- The request: Count the lines in the records below that contain the word "officer". Reply with the number alone.
+-------+
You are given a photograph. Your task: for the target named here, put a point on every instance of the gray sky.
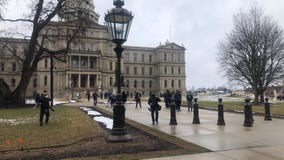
(197, 24)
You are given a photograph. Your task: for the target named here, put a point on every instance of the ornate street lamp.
(118, 21)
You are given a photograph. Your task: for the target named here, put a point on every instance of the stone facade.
(91, 62)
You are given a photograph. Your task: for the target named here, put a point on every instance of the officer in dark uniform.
(153, 101)
(44, 102)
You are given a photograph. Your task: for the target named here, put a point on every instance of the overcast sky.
(197, 24)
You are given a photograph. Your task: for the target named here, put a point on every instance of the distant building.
(91, 62)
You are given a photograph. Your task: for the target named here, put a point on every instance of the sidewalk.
(265, 140)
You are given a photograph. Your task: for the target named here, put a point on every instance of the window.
(34, 83)
(110, 66)
(92, 47)
(75, 62)
(126, 57)
(14, 67)
(13, 82)
(110, 81)
(127, 83)
(135, 57)
(84, 62)
(143, 58)
(2, 66)
(45, 63)
(45, 81)
(127, 70)
(92, 62)
(14, 51)
(75, 46)
(83, 46)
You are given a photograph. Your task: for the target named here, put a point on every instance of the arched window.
(110, 81)
(13, 82)
(127, 83)
(34, 83)
(45, 80)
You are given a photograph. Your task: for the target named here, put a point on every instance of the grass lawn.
(19, 128)
(71, 134)
(275, 108)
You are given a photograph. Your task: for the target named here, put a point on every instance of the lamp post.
(118, 21)
(51, 79)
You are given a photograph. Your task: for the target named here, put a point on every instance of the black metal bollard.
(248, 113)
(195, 112)
(173, 120)
(221, 120)
(267, 116)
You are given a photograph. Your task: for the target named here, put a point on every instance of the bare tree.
(253, 53)
(43, 11)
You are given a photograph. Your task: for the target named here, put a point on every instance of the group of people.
(45, 105)
(45, 102)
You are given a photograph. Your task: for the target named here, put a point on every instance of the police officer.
(154, 107)
(44, 102)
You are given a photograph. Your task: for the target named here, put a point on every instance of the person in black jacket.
(44, 102)
(189, 99)
(167, 98)
(177, 97)
(153, 101)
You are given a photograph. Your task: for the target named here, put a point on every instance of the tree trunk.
(256, 95)
(19, 93)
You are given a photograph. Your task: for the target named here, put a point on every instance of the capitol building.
(90, 63)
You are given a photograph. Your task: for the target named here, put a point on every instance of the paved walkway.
(263, 141)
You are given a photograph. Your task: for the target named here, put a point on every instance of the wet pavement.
(265, 140)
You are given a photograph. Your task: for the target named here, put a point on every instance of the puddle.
(98, 117)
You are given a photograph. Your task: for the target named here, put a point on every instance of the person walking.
(167, 98)
(153, 101)
(45, 103)
(124, 97)
(138, 99)
(189, 99)
(88, 94)
(95, 98)
(177, 97)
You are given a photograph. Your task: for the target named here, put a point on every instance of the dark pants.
(178, 103)
(95, 101)
(138, 102)
(167, 103)
(42, 113)
(154, 114)
(189, 104)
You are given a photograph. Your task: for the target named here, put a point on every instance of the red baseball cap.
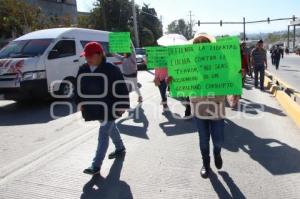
(91, 48)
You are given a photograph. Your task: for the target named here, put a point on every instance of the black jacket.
(104, 104)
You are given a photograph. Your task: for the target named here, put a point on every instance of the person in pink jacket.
(161, 81)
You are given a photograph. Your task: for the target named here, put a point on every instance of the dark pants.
(273, 60)
(277, 62)
(207, 129)
(261, 71)
(163, 90)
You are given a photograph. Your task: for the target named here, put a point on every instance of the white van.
(42, 62)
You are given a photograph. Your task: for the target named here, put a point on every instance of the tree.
(180, 27)
(18, 17)
(150, 27)
(272, 38)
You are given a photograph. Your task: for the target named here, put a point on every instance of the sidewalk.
(261, 158)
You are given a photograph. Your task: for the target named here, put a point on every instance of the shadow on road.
(221, 191)
(109, 188)
(177, 125)
(255, 106)
(31, 113)
(276, 157)
(138, 116)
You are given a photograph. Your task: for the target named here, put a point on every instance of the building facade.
(57, 10)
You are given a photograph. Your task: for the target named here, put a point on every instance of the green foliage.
(17, 18)
(116, 15)
(180, 27)
(150, 26)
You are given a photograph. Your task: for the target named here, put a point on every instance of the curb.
(290, 106)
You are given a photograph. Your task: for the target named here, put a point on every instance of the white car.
(46, 62)
(141, 58)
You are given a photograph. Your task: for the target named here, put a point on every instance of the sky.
(216, 10)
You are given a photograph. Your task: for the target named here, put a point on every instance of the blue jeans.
(107, 129)
(207, 128)
(261, 71)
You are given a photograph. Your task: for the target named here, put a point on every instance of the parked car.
(141, 58)
(46, 62)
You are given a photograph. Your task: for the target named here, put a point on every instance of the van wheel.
(67, 89)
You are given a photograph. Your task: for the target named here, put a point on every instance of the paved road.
(261, 157)
(289, 70)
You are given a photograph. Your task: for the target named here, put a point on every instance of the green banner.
(211, 69)
(156, 57)
(119, 42)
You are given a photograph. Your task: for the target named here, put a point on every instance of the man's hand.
(169, 80)
(120, 112)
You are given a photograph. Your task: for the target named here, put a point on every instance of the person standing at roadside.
(161, 81)
(209, 113)
(260, 64)
(245, 61)
(98, 101)
(278, 54)
(130, 71)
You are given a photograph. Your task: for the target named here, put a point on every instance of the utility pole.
(191, 23)
(136, 33)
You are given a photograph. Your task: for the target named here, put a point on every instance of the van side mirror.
(53, 54)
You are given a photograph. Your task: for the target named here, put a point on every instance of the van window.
(63, 48)
(103, 44)
(25, 48)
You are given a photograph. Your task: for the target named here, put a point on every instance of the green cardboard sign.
(119, 42)
(156, 57)
(211, 69)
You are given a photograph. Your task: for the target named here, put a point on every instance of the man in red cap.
(102, 95)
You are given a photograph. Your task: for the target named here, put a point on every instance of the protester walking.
(208, 115)
(259, 62)
(130, 72)
(98, 102)
(161, 81)
(278, 54)
(244, 61)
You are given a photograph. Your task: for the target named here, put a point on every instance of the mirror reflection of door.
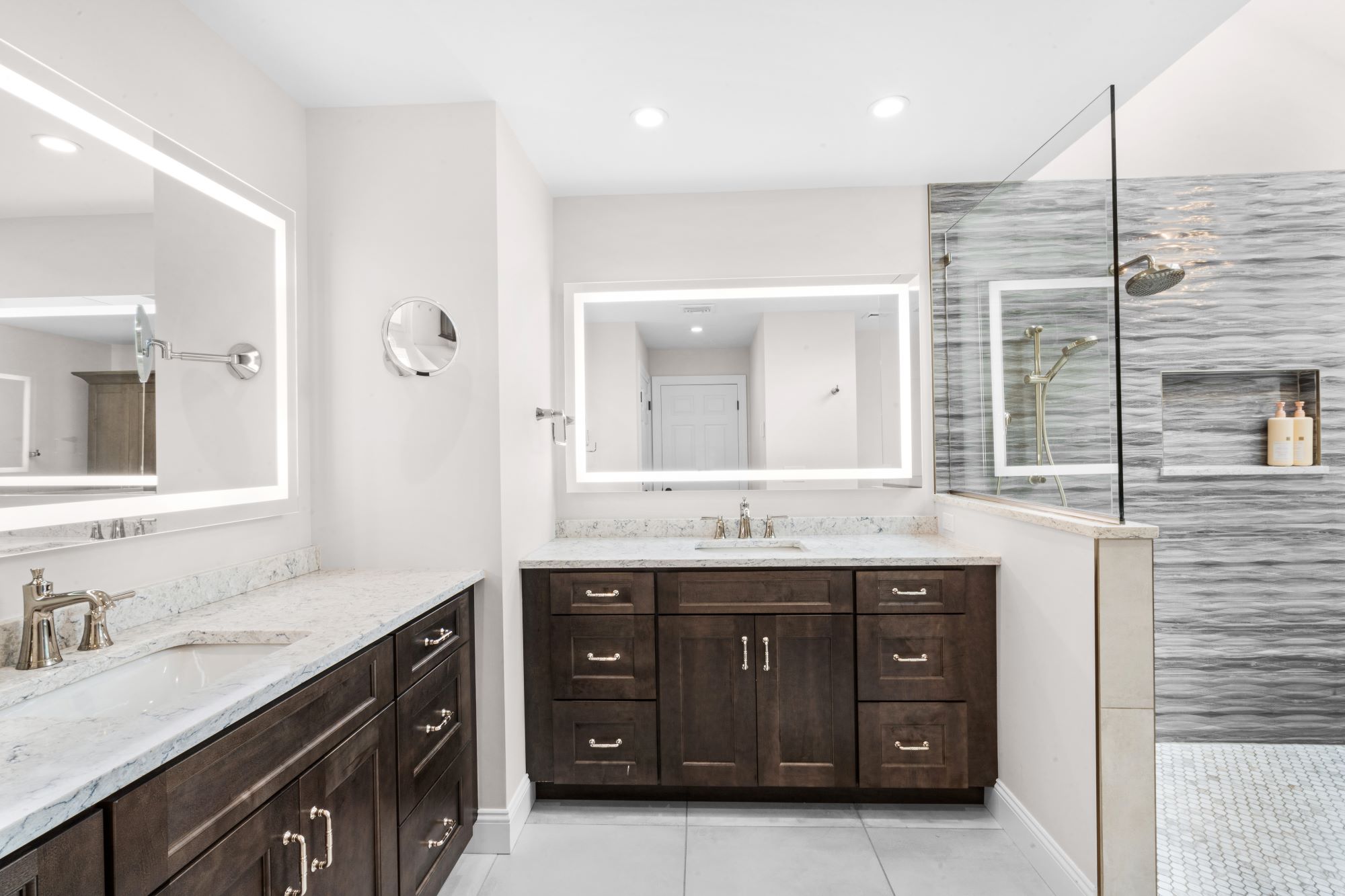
+-------+
- Solution to the problem: 2